(Point placement listing)
——

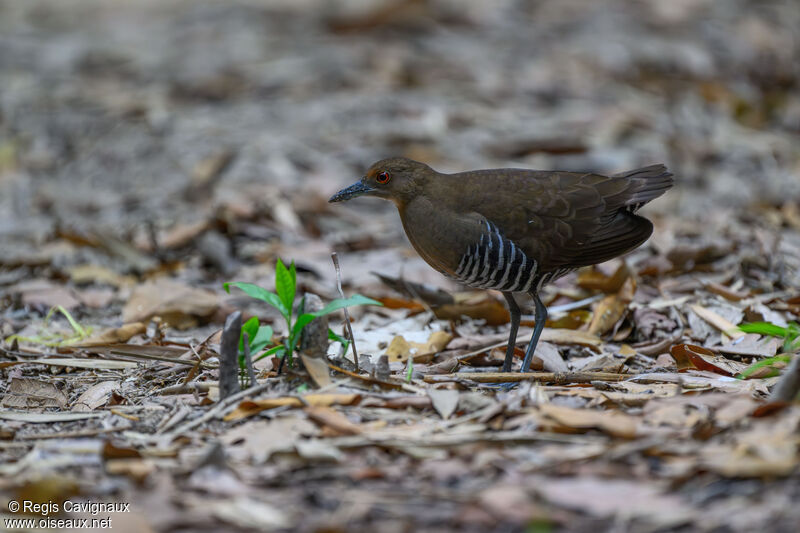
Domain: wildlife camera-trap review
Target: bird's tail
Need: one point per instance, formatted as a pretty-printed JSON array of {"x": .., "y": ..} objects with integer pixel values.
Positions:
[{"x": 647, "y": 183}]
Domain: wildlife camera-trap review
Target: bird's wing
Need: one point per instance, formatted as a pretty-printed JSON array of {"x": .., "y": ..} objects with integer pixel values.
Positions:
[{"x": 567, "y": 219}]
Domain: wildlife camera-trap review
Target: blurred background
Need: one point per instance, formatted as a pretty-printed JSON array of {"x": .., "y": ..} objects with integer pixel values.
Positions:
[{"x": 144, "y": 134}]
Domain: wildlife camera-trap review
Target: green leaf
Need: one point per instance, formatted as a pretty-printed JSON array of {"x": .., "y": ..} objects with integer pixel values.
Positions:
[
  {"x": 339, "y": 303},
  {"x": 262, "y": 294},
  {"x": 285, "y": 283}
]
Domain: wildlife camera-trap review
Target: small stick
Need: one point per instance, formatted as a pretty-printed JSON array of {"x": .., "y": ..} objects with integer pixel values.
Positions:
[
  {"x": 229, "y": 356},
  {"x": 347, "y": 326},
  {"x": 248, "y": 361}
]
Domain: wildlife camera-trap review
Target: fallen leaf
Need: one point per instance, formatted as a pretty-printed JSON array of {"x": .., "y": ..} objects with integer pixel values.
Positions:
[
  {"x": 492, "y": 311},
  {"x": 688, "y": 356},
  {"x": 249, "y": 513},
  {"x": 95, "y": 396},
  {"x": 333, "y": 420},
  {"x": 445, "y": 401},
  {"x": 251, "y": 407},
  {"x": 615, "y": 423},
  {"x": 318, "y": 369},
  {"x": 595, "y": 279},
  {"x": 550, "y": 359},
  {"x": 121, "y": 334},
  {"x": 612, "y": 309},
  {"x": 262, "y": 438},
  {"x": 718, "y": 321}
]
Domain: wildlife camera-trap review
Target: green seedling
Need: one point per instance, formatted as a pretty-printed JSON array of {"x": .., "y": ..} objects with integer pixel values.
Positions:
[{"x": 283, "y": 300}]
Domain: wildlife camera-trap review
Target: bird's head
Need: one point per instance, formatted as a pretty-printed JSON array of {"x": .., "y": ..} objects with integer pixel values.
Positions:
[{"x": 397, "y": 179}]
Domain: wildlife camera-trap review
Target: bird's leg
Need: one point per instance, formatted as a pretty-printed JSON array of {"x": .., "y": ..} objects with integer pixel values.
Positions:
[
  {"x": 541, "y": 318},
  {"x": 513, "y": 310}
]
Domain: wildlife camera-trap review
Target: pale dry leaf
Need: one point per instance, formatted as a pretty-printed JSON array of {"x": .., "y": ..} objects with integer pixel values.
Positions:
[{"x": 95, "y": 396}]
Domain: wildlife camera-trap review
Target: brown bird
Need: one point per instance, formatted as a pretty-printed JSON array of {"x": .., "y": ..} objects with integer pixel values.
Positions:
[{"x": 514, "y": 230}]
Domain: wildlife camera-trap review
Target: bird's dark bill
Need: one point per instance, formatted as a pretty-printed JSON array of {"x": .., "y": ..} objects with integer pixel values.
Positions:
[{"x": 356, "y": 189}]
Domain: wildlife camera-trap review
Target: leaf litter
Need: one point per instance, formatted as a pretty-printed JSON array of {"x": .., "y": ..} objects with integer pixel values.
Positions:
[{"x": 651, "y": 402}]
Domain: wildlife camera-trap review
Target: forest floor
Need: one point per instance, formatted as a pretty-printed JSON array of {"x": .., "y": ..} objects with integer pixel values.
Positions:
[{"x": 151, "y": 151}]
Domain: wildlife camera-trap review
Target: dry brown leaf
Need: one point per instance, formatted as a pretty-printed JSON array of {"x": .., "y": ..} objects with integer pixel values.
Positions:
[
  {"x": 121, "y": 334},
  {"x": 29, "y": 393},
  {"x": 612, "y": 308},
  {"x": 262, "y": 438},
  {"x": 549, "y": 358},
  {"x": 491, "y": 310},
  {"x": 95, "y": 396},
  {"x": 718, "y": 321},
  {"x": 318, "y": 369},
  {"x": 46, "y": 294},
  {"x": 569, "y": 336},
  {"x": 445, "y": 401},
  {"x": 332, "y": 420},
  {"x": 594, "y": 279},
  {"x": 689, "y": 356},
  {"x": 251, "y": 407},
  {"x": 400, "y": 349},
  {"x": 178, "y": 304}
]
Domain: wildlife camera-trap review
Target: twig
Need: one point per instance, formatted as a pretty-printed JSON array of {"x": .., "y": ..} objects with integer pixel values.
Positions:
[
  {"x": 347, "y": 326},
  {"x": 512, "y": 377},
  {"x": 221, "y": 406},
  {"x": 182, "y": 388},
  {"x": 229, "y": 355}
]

——

**CHALLENGE**
Which lines of the listing above contain the word "brown"? List each one in full, treating case as significant.

**RESULT FOR THIS EXERCISE**
Target: brown bird
Target: dry brown leaf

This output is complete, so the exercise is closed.